* Aim of the exercise: Set down all of the data exactly. Pictures stay out of the copy.

· · · ·

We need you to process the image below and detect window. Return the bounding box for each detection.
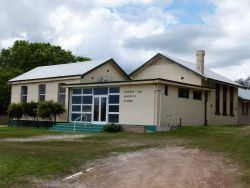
[83,88,92,94]
[72,96,82,104]
[82,96,92,104]
[38,84,46,101]
[94,87,108,95]
[165,85,168,96]
[58,83,66,106]
[108,88,120,123]
[230,87,234,116]
[193,91,202,100]
[108,114,119,123]
[71,87,120,123]
[109,105,119,112]
[71,113,81,121]
[109,87,120,93]
[72,105,81,112]
[242,103,249,116]
[82,105,92,112]
[247,104,249,116]
[109,95,119,104]
[21,86,28,103]
[223,85,227,115]
[178,88,189,98]
[215,83,220,115]
[72,89,82,95]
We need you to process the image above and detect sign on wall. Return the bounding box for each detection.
[123,90,142,103]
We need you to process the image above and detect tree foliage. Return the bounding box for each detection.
[236,77,250,89]
[22,101,38,121]
[7,103,23,119]
[0,40,90,115]
[37,100,65,122]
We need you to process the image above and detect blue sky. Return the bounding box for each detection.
[165,0,215,24]
[0,0,249,79]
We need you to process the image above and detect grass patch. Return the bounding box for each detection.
[1,126,250,187]
[0,127,73,139]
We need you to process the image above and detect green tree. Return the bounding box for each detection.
[37,101,65,122]
[236,77,250,89]
[22,101,38,121]
[7,103,23,120]
[0,40,90,115]
[51,102,65,122]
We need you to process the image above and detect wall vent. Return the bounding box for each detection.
[101,76,110,82]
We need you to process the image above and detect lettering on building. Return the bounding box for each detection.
[123,90,142,103]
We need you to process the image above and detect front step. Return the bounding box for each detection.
[49,122,104,133]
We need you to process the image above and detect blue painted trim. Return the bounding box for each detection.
[144,125,157,132]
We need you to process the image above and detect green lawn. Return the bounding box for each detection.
[1,126,250,187]
[0,127,72,138]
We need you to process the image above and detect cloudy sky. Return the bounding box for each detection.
[0,0,250,79]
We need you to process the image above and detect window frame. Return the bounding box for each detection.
[164,85,168,96]
[70,87,120,123]
[58,83,66,106]
[178,88,189,99]
[215,83,220,115]
[193,90,202,101]
[222,85,228,116]
[242,103,249,116]
[38,84,46,102]
[229,86,234,116]
[21,86,28,103]
[71,88,93,122]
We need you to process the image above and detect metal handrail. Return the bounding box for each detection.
[73,114,87,133]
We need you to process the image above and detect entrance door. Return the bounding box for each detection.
[93,96,107,123]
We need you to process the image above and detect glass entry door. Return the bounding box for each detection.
[93,96,107,123]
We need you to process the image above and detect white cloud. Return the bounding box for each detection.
[212,59,250,81]
[45,3,176,72]
[0,0,249,78]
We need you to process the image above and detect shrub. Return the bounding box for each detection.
[37,100,65,122]
[7,103,23,119]
[103,124,122,133]
[51,102,65,122]
[22,101,38,120]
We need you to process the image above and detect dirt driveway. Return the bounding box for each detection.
[41,147,240,188]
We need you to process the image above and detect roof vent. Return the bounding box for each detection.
[196,50,205,75]
[101,76,110,82]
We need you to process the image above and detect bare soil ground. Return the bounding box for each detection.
[39,147,240,188]
[0,134,88,142]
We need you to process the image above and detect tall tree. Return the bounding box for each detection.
[236,77,250,89]
[0,40,90,115]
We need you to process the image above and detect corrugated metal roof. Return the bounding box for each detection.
[9,53,244,88]
[239,88,250,101]
[10,58,111,82]
[160,53,242,87]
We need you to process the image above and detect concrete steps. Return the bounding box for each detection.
[49,122,104,133]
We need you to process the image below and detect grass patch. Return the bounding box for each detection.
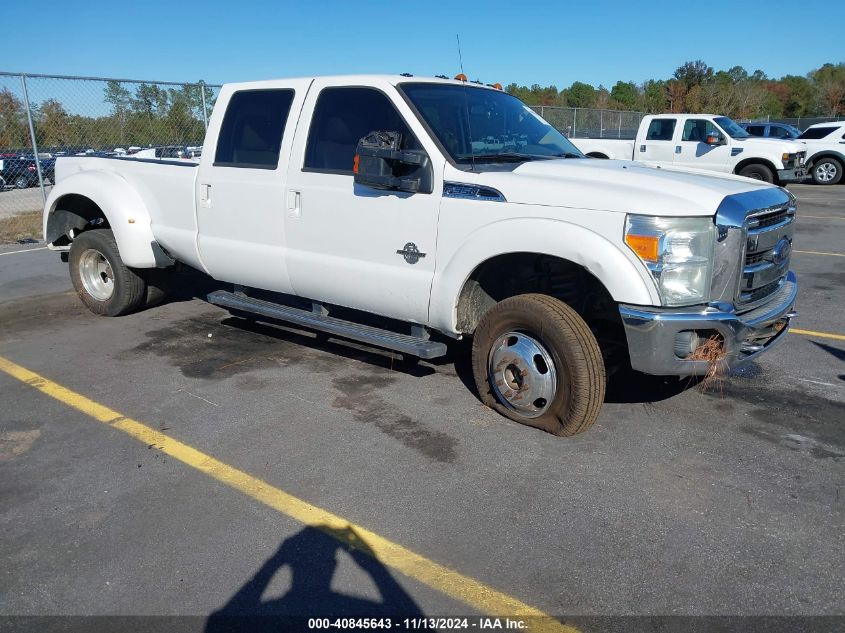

· · · ·

* Response area:
We need you to process the image below and detect window. Return the bounding box for each detection.
[83,88,92,94]
[72,96,82,104]
[82,96,92,104]
[38,84,46,101]
[94,87,108,95]
[165,85,168,96]
[58,83,66,106]
[108,88,120,123]
[230,87,234,116]
[193,91,202,100]
[108,114,119,123]
[71,87,120,123]
[109,105,119,112]
[71,113,81,121]
[109,87,120,93]
[72,105,81,112]
[242,103,249,116]
[82,105,92,112]
[247,104,249,116]
[109,95,119,104]
[21,86,28,103]
[223,85,227,115]
[178,88,189,98]
[215,83,220,115]
[72,89,82,95]
We need you to process the image above and detect sign on wall. Return the bounding box for each detection.
[123,90,142,103]
We need you to process the image above and detect tree foliage. Return the bounding box for each detection.
[236,77,250,89]
[22,101,38,121]
[7,103,23,119]
[0,40,90,115]
[37,100,65,122]
We need you to process the image above and detect blue sky. Return the bounding box for each detection.
[165,0,215,24]
[0,0,249,79]
We need you to process the image above and detect grass patch. Return the bounding box for each detection.
[1,126,250,187]
[0,127,73,139]
We need you to process the image above and detect green tree. Return the bounding box for each detection.
[37,101,65,122]
[236,77,250,89]
[22,101,38,121]
[7,103,23,120]
[0,40,90,115]
[51,102,65,122]
We need you to process the image above and detect wall vent. Return the bounding box for each detection.
[101,76,110,82]
We need you to process the image above and detect lettering on building. Return the bounding box for each detection.
[123,90,142,103]
We need you to process the image above and detect front step. Return the bounding box for each detection.
[49,122,104,133]
We need you to process the image above and detect blue painted trim. Return the bounding box for each detection.
[144,125,157,132]
We need you to process the image above and detect green lawn. Return the bounding box for each detection.
[1,126,250,187]
[0,127,72,138]
We need you to process the image above and detect cloudy sky. Return the bounding box for each detection.
[0,0,250,79]
We need you to process the image above and detect window frame. Return the bounding box for each detection.
[164,85,168,96]
[70,87,120,123]
[58,83,66,106]
[178,88,189,99]
[215,83,220,115]
[193,90,202,101]
[222,85,228,116]
[242,103,249,116]
[38,84,46,102]
[229,86,234,116]
[21,86,28,103]
[71,88,93,122]
We need you to process the image above and detect metal handrail. Return the bounding box for each detection.
[73,114,87,133]
We need you to process the image above and detect entrance door. Return the bounding box for each detection.
[93,96,107,123]
We need you to process the image above and detect glass entry door. Return the bounding box for each detection.
[93,96,107,123]
We need you to process the image above and detect white cloud. Return the bounding box for each detection.
[212,59,250,81]
[45,3,176,72]
[0,0,249,78]
We need you to process the image above and detect shrub. Return the bounding box for each detection.
[37,100,65,122]
[7,103,23,119]
[103,124,122,133]
[51,102,65,122]
[22,101,38,120]
We need you to process the image above and detect dirt driveway. Return the bounding box for each detection.
[41,147,240,188]
We need you to process the image above and detect roof vent. Return the bounding box for each detection.
[196,50,205,75]
[101,76,110,82]
We need you to process the image above and detect bare soil ground. Return the bounding box for each detection.
[39,147,240,188]
[0,134,88,142]
We need you to process the image above and detect tall tree. Return the bounding box for each detection.
[236,77,250,89]
[0,40,90,115]
We need you to process the image above and detect corrugated metal roof. Return the bounding box for each detection.
[9,53,244,88]
[239,88,250,101]
[10,58,111,82]
[160,53,242,87]
We need you to process the image above and detect concrete steps. Return the bounding box for each detection.
[49,122,104,133]
We need you to process the image below and detect grass patch. Return the bounding box for each detection.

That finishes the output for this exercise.